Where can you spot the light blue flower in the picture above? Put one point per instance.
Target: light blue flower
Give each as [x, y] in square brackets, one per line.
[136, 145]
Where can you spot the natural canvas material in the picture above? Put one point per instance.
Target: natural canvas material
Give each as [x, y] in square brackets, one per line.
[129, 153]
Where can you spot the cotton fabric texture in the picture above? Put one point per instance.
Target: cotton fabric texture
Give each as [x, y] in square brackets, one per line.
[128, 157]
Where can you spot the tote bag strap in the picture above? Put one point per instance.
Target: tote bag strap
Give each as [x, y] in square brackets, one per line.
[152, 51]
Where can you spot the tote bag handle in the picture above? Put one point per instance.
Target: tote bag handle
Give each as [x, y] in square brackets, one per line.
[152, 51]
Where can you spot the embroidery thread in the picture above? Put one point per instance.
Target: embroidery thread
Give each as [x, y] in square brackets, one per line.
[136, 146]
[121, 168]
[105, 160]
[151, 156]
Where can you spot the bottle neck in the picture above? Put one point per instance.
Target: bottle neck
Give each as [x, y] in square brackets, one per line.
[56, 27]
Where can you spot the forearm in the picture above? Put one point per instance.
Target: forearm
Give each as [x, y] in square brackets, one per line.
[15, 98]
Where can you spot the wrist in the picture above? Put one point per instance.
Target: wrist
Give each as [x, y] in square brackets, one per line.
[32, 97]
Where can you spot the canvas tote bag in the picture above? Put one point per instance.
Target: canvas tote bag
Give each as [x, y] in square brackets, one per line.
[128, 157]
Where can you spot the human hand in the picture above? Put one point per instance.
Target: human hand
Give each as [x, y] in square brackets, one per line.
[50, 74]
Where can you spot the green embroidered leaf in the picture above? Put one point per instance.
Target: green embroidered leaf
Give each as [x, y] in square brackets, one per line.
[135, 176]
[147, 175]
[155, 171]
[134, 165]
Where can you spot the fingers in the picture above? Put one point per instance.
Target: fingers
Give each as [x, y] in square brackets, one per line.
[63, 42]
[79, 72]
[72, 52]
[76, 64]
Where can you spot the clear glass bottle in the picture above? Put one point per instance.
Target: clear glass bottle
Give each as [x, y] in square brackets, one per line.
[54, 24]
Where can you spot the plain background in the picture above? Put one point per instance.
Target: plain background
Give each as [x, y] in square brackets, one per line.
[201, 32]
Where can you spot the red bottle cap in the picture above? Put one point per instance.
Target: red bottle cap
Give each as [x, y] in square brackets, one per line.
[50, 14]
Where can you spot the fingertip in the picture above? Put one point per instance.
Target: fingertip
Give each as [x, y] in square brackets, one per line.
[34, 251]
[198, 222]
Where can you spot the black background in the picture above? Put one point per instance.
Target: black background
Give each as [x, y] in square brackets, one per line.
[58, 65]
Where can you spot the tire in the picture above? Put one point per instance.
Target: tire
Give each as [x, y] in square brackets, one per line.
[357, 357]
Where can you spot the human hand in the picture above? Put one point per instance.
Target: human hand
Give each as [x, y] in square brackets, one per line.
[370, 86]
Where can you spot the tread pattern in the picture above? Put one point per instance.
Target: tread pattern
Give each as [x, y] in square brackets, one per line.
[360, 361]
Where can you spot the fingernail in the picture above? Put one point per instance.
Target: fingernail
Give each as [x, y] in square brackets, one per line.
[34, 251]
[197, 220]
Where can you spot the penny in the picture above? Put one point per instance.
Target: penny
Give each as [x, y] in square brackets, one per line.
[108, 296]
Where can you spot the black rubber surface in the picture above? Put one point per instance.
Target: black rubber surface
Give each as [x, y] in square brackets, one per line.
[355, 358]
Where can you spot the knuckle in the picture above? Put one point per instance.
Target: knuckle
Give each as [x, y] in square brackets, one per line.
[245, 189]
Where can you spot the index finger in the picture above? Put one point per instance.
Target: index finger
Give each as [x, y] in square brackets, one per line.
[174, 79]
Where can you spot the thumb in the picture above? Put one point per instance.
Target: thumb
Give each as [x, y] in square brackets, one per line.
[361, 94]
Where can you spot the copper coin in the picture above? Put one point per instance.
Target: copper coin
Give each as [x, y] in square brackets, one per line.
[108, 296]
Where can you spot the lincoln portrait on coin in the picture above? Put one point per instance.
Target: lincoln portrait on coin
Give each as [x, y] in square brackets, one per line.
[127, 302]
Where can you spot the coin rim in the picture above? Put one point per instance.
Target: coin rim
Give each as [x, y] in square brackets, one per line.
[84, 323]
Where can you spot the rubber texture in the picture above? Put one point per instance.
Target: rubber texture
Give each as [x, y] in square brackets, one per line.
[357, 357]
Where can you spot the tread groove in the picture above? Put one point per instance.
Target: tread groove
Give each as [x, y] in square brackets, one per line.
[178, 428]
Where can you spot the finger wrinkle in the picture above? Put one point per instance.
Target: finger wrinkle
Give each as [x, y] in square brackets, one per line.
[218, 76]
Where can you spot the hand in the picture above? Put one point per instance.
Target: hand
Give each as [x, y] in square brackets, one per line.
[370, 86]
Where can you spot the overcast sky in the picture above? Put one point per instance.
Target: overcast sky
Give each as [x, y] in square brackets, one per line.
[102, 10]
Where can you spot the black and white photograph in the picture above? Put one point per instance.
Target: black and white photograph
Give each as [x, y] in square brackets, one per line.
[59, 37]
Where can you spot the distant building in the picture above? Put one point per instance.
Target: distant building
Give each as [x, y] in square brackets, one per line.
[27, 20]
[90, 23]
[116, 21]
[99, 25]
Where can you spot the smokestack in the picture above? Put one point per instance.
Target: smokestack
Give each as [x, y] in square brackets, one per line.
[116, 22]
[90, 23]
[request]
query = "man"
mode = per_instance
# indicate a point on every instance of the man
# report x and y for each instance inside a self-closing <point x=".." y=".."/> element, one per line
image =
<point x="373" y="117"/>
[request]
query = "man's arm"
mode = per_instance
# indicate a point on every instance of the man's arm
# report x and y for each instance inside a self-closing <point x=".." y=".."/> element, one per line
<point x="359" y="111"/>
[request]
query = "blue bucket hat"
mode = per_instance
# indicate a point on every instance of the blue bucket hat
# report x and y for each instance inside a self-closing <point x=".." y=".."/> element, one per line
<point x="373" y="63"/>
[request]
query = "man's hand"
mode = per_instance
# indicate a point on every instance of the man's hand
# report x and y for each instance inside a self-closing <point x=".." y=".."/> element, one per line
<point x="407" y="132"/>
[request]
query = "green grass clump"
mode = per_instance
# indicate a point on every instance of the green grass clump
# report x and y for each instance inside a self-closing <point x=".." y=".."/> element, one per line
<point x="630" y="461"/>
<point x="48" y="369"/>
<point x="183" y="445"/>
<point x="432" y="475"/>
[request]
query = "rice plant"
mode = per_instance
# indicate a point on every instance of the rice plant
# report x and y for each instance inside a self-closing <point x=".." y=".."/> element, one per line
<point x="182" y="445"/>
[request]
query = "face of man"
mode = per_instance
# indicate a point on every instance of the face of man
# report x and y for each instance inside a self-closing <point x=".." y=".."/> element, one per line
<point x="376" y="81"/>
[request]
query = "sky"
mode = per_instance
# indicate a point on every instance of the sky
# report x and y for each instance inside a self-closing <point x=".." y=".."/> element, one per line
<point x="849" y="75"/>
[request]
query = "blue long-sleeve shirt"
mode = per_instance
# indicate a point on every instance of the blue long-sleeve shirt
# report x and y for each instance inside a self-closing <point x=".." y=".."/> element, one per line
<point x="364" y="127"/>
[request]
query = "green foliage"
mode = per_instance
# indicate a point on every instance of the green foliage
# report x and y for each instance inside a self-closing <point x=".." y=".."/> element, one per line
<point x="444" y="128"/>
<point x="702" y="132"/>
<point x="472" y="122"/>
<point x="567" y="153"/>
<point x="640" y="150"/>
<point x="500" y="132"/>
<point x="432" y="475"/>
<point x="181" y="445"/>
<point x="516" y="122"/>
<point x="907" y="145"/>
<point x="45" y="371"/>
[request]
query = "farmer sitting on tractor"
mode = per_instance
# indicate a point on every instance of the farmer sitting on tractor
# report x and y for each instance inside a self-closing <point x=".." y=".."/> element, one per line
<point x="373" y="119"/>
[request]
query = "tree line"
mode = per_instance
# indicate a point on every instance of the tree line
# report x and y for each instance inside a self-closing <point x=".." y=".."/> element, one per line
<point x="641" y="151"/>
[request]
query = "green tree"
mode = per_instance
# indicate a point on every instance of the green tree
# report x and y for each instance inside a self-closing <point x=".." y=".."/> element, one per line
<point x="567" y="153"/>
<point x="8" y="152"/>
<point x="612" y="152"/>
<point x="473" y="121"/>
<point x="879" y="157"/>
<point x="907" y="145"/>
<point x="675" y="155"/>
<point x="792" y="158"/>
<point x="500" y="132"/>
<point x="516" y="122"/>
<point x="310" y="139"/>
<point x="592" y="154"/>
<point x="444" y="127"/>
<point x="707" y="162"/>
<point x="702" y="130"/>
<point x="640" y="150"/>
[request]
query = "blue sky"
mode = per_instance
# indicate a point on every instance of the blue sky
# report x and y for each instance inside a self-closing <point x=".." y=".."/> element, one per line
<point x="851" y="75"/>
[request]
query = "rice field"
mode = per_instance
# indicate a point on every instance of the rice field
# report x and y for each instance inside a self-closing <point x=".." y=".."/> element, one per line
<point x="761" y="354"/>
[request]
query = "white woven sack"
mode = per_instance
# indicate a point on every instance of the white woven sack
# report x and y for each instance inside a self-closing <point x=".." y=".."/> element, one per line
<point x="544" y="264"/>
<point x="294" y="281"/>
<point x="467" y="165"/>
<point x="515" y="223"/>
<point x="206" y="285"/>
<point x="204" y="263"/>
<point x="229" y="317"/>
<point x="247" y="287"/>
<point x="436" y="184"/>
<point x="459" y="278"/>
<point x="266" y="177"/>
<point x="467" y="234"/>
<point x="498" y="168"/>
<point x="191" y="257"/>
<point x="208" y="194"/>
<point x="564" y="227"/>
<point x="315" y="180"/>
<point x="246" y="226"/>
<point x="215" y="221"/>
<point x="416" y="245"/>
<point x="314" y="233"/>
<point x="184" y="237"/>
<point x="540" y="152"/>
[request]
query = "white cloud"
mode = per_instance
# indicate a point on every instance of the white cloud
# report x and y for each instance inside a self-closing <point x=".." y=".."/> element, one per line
○ ○ ○ ○ ○ ○ ○
Reproduce exactly, please, only the lines from the start of the data above to the line that contains "Where can you spot the cotton", with both ends kept.

## TASK RESULT
Where can you spot the light blue flower in the picture above? Put one point per instance.
Target: light blue flower
Give each as [x, y] in square brackets, one per line.
[136, 145]
Where can you spot the natural canvas material in the picture above? Put one point per instance.
Target: natural canvas material
Give each as [x, y] in square brackets, one per line.
[129, 153]
Where can you spot the cotton fabric texture in the picture above? Put one point per instance.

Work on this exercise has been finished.